## begin Dataset entries
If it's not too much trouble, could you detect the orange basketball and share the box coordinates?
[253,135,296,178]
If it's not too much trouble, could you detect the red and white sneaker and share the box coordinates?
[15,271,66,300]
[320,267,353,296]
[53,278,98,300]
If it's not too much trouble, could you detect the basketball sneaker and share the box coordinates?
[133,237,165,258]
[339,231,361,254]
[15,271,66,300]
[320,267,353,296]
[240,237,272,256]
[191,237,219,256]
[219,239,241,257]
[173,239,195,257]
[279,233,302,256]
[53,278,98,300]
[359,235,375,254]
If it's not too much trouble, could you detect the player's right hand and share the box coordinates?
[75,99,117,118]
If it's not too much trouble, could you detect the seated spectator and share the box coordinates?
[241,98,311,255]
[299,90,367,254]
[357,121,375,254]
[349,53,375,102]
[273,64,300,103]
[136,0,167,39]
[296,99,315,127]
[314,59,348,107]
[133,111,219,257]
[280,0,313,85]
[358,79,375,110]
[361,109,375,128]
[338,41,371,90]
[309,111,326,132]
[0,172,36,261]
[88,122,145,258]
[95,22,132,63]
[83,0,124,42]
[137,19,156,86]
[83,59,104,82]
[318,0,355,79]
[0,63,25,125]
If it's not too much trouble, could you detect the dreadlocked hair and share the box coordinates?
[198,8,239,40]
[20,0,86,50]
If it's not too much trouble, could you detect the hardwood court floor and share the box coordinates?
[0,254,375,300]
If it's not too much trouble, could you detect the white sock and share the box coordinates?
## end Dataset entries
**Problem to solve:**
Please copy the records above word for word, beginning at the line that contains "If it's not too much trouble, could you detect the basketball" and ending with the last line of the records.

**Reply:**
If it's not too much trouble, could you detect the basketball sneaker and share the box coordinates?
[133,237,165,258]
[339,231,361,254]
[15,271,66,300]
[320,267,353,296]
[240,237,272,256]
[191,237,219,256]
[219,239,241,257]
[173,239,195,257]
[279,233,302,256]
[53,278,98,300]
[359,235,375,254]
If it's not too much trouble, could you detect the player's right hand and share the box coordinates?
[75,99,117,118]
If it's not too much trouble, could you detect the seated spectator and share the box coordinates?
[241,98,311,255]
[299,90,367,254]
[357,121,375,254]
[349,53,375,102]
[273,64,300,103]
[136,0,167,39]
[296,99,315,127]
[314,59,348,107]
[133,111,219,257]
[280,0,313,85]
[358,79,375,110]
[361,109,375,128]
[338,41,371,90]
[309,111,326,132]
[0,172,36,261]
[88,122,145,258]
[95,22,132,63]
[83,0,124,42]
[137,19,156,86]
[83,59,104,82]
[318,0,355,79]
[0,63,25,125]
If it's not too much trouble, could you detect the dreadlocked hair and share the box coordinates?
[198,8,239,40]
[20,0,86,50]
If it's not too much trouble, could you detect the hardwood court floor and share the box coordinates?
[0,254,375,300]
If it's not too much trouble, could you detect the white sock and share the box coordinates?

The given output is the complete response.